__Source passage__.
The lawsuit is still pending while the judge awaits arguments on whether to dismiss the case entirely.

Grissom has said the Justice Department pursued a civil case against Dillard -- rather than criminal charges -- because the legal standard needed for a preliminary injunction is lower than "beyond a reasonable doubt," which is required for a criminal conviction.

In the Pennsylvania Internet case, the government obtained a court order that prohibits the defendant from posting threats against the doctors. The other recent civil cases remain to be resolved.

The sole civil lawsuit filed under the statute during the Bush years was a 2007 complaint against a separate Pennsylvania man who made similar threats on his website.

Hans von Spakovsky was counsel to the assistant attorney general in the Justice Department's civil rights division from 2001 to 2005. He said the fact that the Bush administration filed lots of criminal cases under the clinic law is evidence that the agency was willing to prosecute when the situation deserved it.

Von Spakovsky, now manager of the Civil Rights Reform Initiative for the Heritage Foundation, a conservative think tank, said the Justice Department's decision under Obama to bring numerous civil lawsuits raises two issues: It brings up First Amendment questions because some protests are protected speech. And it suggests authorities are pursuing civil action "because they know they don't have the evidence" to file criminal charges.

Anti-abortion activists harbor the same doubts.

"You don't just go around filing injunctions against people that you believe are proponents of violence," Operation Rescue President Troy Newman said. "Domestic violence cases have proven that little injunctions don't stop people from committing acts of violence. ... They are pretty weak cases all around the country."

Newman -- who along with other defendants was sued in 1998 for blockading a Washington, D.C., clinic -- said that if the Justice Department is serious about stopping abortion violence it should file criminal charges under more broadly written criminal statutes, rather than using an act that specifically targets abortion activists.

Kathy Spillar, executive vice president of the Feminist Majority Foundation, a women's advocacy group that works to protect abortion rights, said the Justice Department needs to do more, given the heightened level of threats now against abortion providers since Obama's 2008 election.

The lawsuits "send a very strong message that extremists are not going to be able to make threats, much less carry out threats, without consequences," Spillar said. "The sooner and more diligent the response, then you don't get a ratcheting up and ultimately a horrific act of violence."

During the Bush years, Congress heard considerable testimony suggesting that the Justice Department -- particularly its civil rights division -- was highly politicized, Tobias recalled.

"I suppose other people would say that in fairness to the other side ... that the Obama administration is just as politicized in its Justice Department as the Bush one was," he said. "That is a fair criticism, I think. All the administrations have different priorities."

__Excerpted data__.
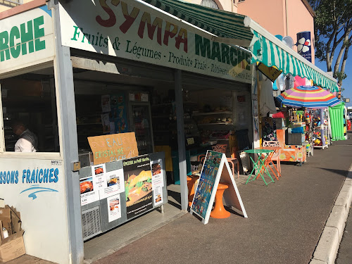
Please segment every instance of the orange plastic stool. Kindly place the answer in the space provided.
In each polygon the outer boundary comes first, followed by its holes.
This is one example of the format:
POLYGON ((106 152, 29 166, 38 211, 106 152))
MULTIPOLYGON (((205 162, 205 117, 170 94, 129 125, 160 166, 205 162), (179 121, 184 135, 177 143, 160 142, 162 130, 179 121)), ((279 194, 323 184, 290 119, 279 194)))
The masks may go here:
POLYGON ((192 206, 193 197, 194 196, 194 183, 198 179, 199 179, 199 176, 187 176, 188 204, 189 207, 192 206))
POLYGON ((226 189, 229 187, 229 184, 225 182, 219 182, 218 189, 215 194, 215 205, 214 209, 210 213, 210 216, 213 218, 227 218, 231 215, 227 212, 222 203, 222 196, 226 189))

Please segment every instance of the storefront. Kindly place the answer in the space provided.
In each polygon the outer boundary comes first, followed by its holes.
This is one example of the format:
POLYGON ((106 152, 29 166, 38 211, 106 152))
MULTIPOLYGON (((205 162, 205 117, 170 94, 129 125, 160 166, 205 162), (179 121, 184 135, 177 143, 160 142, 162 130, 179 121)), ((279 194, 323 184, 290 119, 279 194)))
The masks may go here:
MULTIPOLYGON (((112 13, 92 2, 38 0, 0 20, 0 193, 21 213, 30 255, 82 263, 85 239, 132 218, 123 206, 122 216, 106 215, 106 197, 82 201, 80 183, 94 173, 97 158, 87 154, 87 137, 134 132, 138 154, 161 161, 164 171, 165 154, 156 152, 170 147, 171 180, 178 174, 184 210, 189 154, 203 153, 210 141, 228 144, 237 130, 253 142, 250 53, 140 5, 121 2, 112 13), (84 13, 77 12, 81 6, 84 13), (14 152, 13 120, 37 136, 37 152, 14 152), (97 232, 84 234, 84 213, 94 208, 107 220, 98 218, 97 232)), ((118 161, 104 170, 122 167, 118 161)), ((123 201, 120 195, 113 202, 123 201)))

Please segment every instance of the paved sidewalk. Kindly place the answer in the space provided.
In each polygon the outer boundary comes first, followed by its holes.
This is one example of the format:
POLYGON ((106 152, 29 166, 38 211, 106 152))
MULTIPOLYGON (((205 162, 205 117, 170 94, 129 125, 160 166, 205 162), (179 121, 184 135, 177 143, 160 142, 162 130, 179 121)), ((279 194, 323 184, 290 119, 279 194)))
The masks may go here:
POLYGON ((351 264, 351 263, 352 263, 352 210, 350 206, 350 213, 347 218, 335 263, 351 264))
POLYGON ((204 225, 187 214, 94 263, 308 263, 351 158, 352 140, 334 142, 302 167, 282 165, 268 187, 239 183, 249 218, 204 225))

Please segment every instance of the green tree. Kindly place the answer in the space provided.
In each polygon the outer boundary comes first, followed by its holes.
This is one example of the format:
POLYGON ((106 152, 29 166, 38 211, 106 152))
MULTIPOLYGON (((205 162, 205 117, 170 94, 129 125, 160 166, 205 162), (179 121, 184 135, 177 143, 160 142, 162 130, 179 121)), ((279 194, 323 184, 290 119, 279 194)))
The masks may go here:
POLYGON ((320 61, 326 61, 327 71, 332 72, 341 85, 342 80, 347 77, 346 62, 352 44, 352 0, 308 0, 308 2, 317 15, 314 32, 315 57, 320 61))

__About this task__. Rewrite the passage on the clinic-law cases from "Newman -- who" up to and including "Obama's 2008 election.", swapping "blockading" for "picketing".

__Your response__.
Newman -- who along with other defendants was sued in 1998 for picketing a Washington, D.C., clinic -- said that if the Justice Department is serious about stopping abortion violence it should file criminal charges under more broadly written criminal statutes, rather than using an act that specifically targets abortion activists.

Kathy Spillar, executive vice president of the Feminist Majority Foundation, a women's advocacy group that works to protect abortion rights, said the Justice Department needs to do more, given the heightened level of threats now against abortion providers since Obama's 2008 election.